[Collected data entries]
=== Section Start ===
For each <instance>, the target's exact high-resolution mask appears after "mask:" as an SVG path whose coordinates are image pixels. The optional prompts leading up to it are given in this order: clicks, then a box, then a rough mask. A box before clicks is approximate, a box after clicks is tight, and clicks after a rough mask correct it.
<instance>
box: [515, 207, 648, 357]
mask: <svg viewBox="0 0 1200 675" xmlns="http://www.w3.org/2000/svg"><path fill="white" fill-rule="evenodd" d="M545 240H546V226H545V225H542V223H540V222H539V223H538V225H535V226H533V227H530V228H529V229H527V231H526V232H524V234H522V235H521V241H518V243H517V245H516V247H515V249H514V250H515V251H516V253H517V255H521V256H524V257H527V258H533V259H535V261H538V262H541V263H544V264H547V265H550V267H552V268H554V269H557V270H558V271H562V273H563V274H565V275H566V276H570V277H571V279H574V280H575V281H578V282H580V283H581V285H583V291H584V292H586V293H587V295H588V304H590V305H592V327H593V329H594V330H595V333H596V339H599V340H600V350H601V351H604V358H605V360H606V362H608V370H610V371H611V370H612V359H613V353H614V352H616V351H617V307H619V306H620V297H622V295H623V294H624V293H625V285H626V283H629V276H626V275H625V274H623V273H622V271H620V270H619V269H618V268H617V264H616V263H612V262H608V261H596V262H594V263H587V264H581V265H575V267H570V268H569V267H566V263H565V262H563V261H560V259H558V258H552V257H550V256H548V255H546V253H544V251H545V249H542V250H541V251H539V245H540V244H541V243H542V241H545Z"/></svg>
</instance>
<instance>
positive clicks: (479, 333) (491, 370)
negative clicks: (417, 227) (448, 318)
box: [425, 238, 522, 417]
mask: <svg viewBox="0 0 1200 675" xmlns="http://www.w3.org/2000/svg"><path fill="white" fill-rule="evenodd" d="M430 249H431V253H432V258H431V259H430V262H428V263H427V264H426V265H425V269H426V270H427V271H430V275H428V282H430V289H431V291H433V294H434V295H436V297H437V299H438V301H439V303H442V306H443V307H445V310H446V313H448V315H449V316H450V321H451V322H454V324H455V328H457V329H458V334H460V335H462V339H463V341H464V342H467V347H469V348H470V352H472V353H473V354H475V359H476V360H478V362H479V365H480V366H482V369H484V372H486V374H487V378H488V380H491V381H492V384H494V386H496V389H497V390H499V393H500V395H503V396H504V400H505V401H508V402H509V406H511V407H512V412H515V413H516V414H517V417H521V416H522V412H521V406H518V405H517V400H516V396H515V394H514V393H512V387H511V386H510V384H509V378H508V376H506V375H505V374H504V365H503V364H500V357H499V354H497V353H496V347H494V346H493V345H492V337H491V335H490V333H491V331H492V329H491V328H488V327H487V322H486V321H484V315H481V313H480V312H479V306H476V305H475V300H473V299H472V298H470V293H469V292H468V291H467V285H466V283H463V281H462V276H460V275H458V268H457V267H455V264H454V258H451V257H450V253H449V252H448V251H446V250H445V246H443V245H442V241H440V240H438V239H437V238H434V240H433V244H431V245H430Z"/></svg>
=== Section End ===
Work to be completed
Take from the entries every line that has the string "clicks".

Exercise answer
For each <instance>, the target's exact high-resolution mask appears after "mask:" as an SVG path whose coordinates are image pixels. The optional prompts leading up to it are given in this order: clicks, then a box, then a rough mask. A box before clicks is approximate, a box after clicks is tight, and clicks after a rough mask correct it.
positive clicks: (479, 333) (491, 370)
negative clicks: (417, 227) (448, 318)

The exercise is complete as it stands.